Collected data:
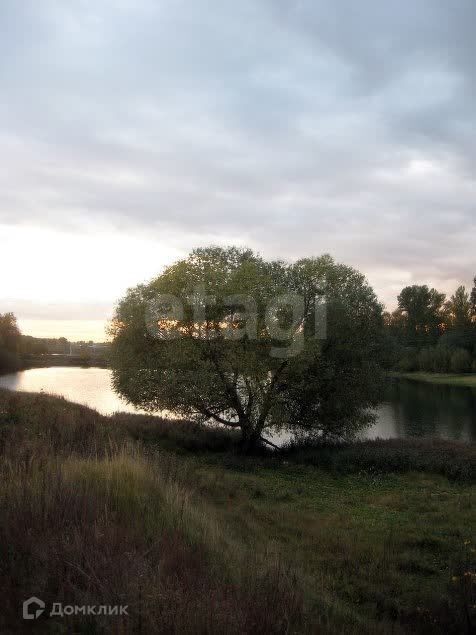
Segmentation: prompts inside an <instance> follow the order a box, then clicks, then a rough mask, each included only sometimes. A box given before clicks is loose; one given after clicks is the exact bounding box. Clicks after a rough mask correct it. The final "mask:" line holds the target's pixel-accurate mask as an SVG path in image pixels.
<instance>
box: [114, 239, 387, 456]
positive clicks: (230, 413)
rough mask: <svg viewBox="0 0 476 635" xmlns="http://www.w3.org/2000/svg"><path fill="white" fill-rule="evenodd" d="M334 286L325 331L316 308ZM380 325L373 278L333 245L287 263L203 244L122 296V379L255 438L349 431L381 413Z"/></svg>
mask: <svg viewBox="0 0 476 635" xmlns="http://www.w3.org/2000/svg"><path fill="white" fill-rule="evenodd" d="M290 294H292V297H293V298H294V299H295V302H296V305H297V306H298V308H299V312H298V315H294V314H292V315H290V307H289V306H288V304H287V302H288V300H287V299H289V297H290ZM323 297H325V300H326V313H327V333H326V337H325V339H323V338H322V334H321V335H320V336H319V337H318V335H319V333H318V332H316V326H315V319H314V317H315V312H316V308H318V305H319V306H320V302H321V301H322V298H323ZM164 298H165V300H164ZM283 298H284V299H285V301H284V303H283V304H281V303H280V301H278V302H277V300H279V299H281V300H282V299H283ZM296 298H298V300H296ZM175 299H179V302H178V305H179V306H178V307H176V306H175V305H176V301H175ZM248 299H251V301H249V300H248ZM157 302H159V305H160V306H159V308H160V310H159V311H158V312H157V311H156V309H155V307H156V306H157V304H156V303H157ZM163 302H165V305H167V306H166V309H167V311H166V312H165V313H167V312H168V311H170V310H171V309H172V308H174V307H175V308H174V311H173V312H172V313H167V317H165V316H164V314H163V313H162V312H161V311H162V309H163V308H164V306H165V305H163V304H161V303H163ZM247 305H251V306H252V308H250V306H247ZM270 306H271V307H272V308H273V307H274V308H273V310H272V311H271V312H270V311H269V308H270ZM243 309H245V311H243ZM161 316H162V317H161ZM246 316H248V318H250V316H251V319H248V318H247V317H246ZM283 324H284V326H283ZM250 325H251V328H250V329H249V327H250ZM280 329H283V331H285V332H286V338H287V339H286V343H284V342H283V341H282V338H281V337H280V336H279V334H280V332H281V331H280ZM381 331H382V307H381V305H380V304H379V303H378V301H377V299H376V296H375V294H374V292H373V291H372V289H371V288H370V287H369V285H368V284H367V282H366V281H365V278H364V277H363V276H362V275H361V274H360V273H358V272H357V271H355V270H354V269H351V268H350V267H346V266H344V265H340V264H337V263H335V262H334V261H333V260H332V258H331V257H330V256H322V257H320V258H306V259H303V260H300V261H298V262H296V263H295V264H293V265H286V264H284V263H282V262H267V261H265V260H263V259H262V258H260V257H259V256H257V255H255V254H253V253H252V252H251V251H249V250H242V249H237V248H228V249H221V248H207V249H197V250H195V251H193V252H192V253H191V254H190V255H189V257H188V258H186V259H185V260H181V261H179V262H177V263H175V264H174V265H172V266H170V267H168V268H167V269H166V270H165V271H164V272H163V273H162V275H160V276H159V277H158V278H156V279H155V280H153V281H152V282H150V283H149V284H146V285H139V286H137V287H135V288H133V289H131V290H129V292H128V293H127V295H126V296H125V297H124V298H123V299H122V300H121V301H120V302H119V304H118V307H117V311H116V315H115V319H114V321H113V323H112V327H111V334H112V336H113V342H112V347H111V363H112V369H113V384H114V387H115V389H116V390H117V391H118V392H119V393H120V394H121V395H123V396H124V397H125V398H126V399H127V400H128V401H129V402H130V403H132V404H135V405H136V406H140V407H141V408H144V409H146V410H148V411H158V410H161V409H164V410H169V411H173V412H175V413H176V414H179V415H182V416H185V417H188V418H192V419H195V420H197V421H205V420H212V421H215V422H217V423H220V424H223V425H225V426H229V427H232V428H236V429H238V430H240V431H241V437H242V442H243V446H244V447H245V448H246V449H251V448H253V447H255V446H256V445H257V444H259V443H260V441H261V438H262V433H263V431H264V430H266V429H272V428H277V429H288V430H294V431H297V430H299V431H302V430H307V431H308V432H309V434H323V435H326V436H329V437H336V438H342V437H347V436H352V435H353V434H354V433H355V432H356V431H357V430H359V429H361V428H362V427H364V426H365V425H367V424H368V423H369V422H370V421H371V420H372V415H371V414H370V408H371V407H372V406H373V405H375V404H376V402H377V398H378V385H379V379H380V372H379V359H380V358H379V355H380V349H379V346H380V338H381Z"/></svg>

▶ **What the task asks**
Rewrite all of the material above, changing every "rough mask" to "coarse mask" and leaving everything else the same. Leave the pictures out of your answer.

▶ **Solution to this task**
Segmentation: prompts inside an <instance> follow the order a box, then clicks, then a coarse mask, each included only sometimes. A box given before clicks is loose; one given after clicks is the exact bounding box. Clicks after a coarse mask correct it. The final "mask:" line holds the target's pixel-accurate mask as an SVG path in image pixels.
<instance>
box: [114, 239, 387, 456]
positive clicks: (230, 413)
coarse mask: <svg viewBox="0 0 476 635" xmlns="http://www.w3.org/2000/svg"><path fill="white" fill-rule="evenodd" d="M334 286L325 331L316 308ZM380 325L373 278L333 245L287 263L203 244L122 296V379L255 438L349 431L381 413Z"/></svg>
mask: <svg viewBox="0 0 476 635" xmlns="http://www.w3.org/2000/svg"><path fill="white" fill-rule="evenodd" d="M290 294H292V297H293V298H294V299H295V302H296V305H297V306H298V308H299V312H298V315H294V314H292V315H290V307H289V306H288V304H287V302H288V300H287V299H289V297H290ZM323 297H325V300H326V313H327V333H326V337H325V339H323V338H322V334H321V335H320V336H319V337H318V335H319V333H318V332H316V326H315V319H314V317H315V312H316V308H318V305H319V306H320V302H321V301H322V298H323ZM164 298H165V300H164ZM283 298H284V299H285V301H284V303H283V304H281V303H280V301H278V302H277V300H279V299H281V300H282V299H283ZM296 298H298V300H296ZM175 299H179V302H178V305H179V306H178V307H176V306H175V305H176V301H175ZM248 299H251V301H249V300H248ZM157 302H159V305H160V306H159V308H160V310H159V311H158V312H157V311H156V309H155V307H156V306H157V304H156V303H157ZM163 302H165V305H167V306H166V309H167V311H166V312H165V313H167V312H168V311H170V310H171V309H172V308H174V307H175V308H174V311H173V312H172V313H167V317H165V316H164V314H163V313H162V312H161V311H162V309H163V308H164V306H165V305H163V304H161V303H163ZM247 305H251V306H252V308H250V306H247ZM270 306H271V307H272V308H273V307H274V308H273V310H272V311H271V312H270V311H269V308H270ZM243 309H245V311H243ZM161 316H162V317H161ZM246 316H248V318H250V316H251V319H248V318H247V317H246ZM283 324H284V326H283ZM250 325H251V328H250V329H249V327H250ZM280 329H283V331H285V332H286V338H287V339H286V343H284V342H283V341H282V338H281V337H280V336H279V334H280V332H281V331H280ZM381 331H382V307H381V305H380V304H379V303H378V301H377V299H376V296H375V294H374V292H373V291H372V289H371V288H370V287H369V285H368V284H367V282H366V281H365V278H364V277H363V276H362V275H361V274H360V273H358V272H357V271H355V270H354V269H351V268H350V267H346V266H344V265H340V264H337V263H335V262H334V261H333V260H332V258H331V257H330V256H322V257H320V258H306V259H303V260H300V261H298V262H296V263H295V264H293V265H286V264H284V263H282V262H267V261H265V260H263V259H262V258H260V257H259V256H257V255H255V254H253V253H252V252H251V251H249V250H242V249H237V248H228V249H221V248H207V249H197V250H195V251H193V252H192V253H191V254H190V255H189V257H188V258H186V259H185V260H181V261H179V262H177V263H175V264H174V265H172V266H170V267H168V268H167V269H166V270H165V271H164V272H163V273H162V275H160V276H159V277H158V278H156V279H155V280H153V281H152V282H150V283H149V284H146V285H139V286H137V287H135V288H133V289H131V290H129V292H128V293H127V295H126V296H125V297H124V298H123V299H122V300H121V301H120V302H119V304H118V307H117V311H116V315H115V319H114V321H113V323H112V327H111V334H112V336H113V342H112V347H111V363H112V369H113V384H114V387H115V389H116V390H117V391H118V392H119V393H120V394H121V395H123V396H124V397H125V398H126V399H127V400H128V401H129V402H130V403H132V404H135V405H136V406H140V407H141V408H144V409H146V410H148V411H158V410H161V409H164V410H169V411H173V412H175V413H176V414H179V415H182V416H185V417H188V418H192V419H195V420H197V421H205V420H212V421H215V422H217V423H220V424H223V425H225V426H229V427H232V428H236V429H238V430H240V431H241V437H242V442H243V446H244V447H245V448H246V449H251V448H253V447H255V446H256V445H257V444H259V443H260V441H261V438H262V433H263V431H264V430H266V429H272V428H277V429H288V430H294V431H297V430H299V431H302V430H307V431H308V432H309V434H323V435H326V436H329V437H336V438H342V437H347V436H352V435H353V434H354V433H355V432H356V431H357V430H359V429H361V428H362V427H364V426H365V425H367V424H368V423H369V422H370V421H371V420H372V415H371V414H370V408H371V407H372V406H373V405H375V404H376V402H377V398H378V385H379V379H380V372H379V359H380V358H379V355H380V349H379V346H380V338H381Z"/></svg>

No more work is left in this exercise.